> [Problem to solve]
Write out the full listing exactly as given, minus the images.
----- Data shown -----
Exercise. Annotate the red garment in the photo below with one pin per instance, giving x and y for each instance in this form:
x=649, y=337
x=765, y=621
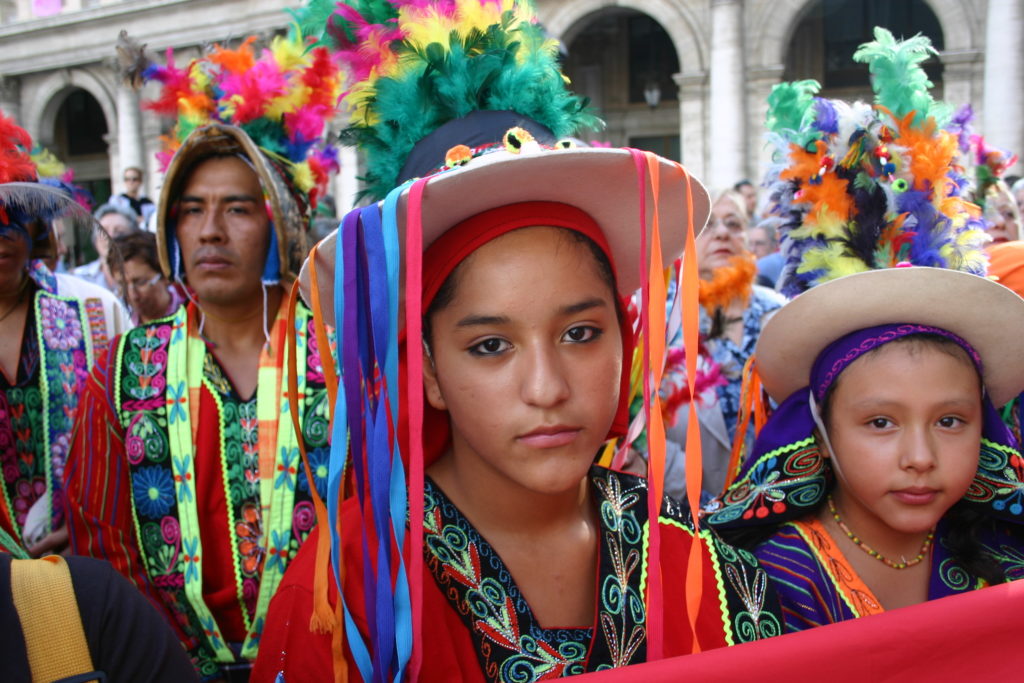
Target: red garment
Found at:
x=99, y=511
x=450, y=654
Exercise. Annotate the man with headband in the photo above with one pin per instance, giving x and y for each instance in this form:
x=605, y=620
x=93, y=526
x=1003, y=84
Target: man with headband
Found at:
x=185, y=472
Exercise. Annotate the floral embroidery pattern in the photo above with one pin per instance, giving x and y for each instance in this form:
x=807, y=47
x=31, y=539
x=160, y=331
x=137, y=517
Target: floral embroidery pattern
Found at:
x=60, y=325
x=794, y=476
x=511, y=645
x=153, y=488
x=39, y=409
-----
> [Written answer]
Exercise. Annotate the red garment in the photo below with one pin per instance, giving x and y for each instance in this form:
x=649, y=337
x=765, y=621
Target: red garment
Found at:
x=99, y=511
x=450, y=654
Exercise. Annotate the man with headband in the photo above with one pin per instance, giving x and y for each instance in this form:
x=605, y=620
x=93, y=526
x=1003, y=84
Target: man with headband
Found at:
x=185, y=472
Exercise. Annotate the floral embroidery pattern in the photo above with one pin per instance, giving x and y for each instance in this form:
x=807, y=47
x=31, y=539
x=160, y=331
x=137, y=517
Target: floral embroidery pattern
Found at:
x=60, y=325
x=794, y=476
x=511, y=645
x=153, y=488
x=39, y=409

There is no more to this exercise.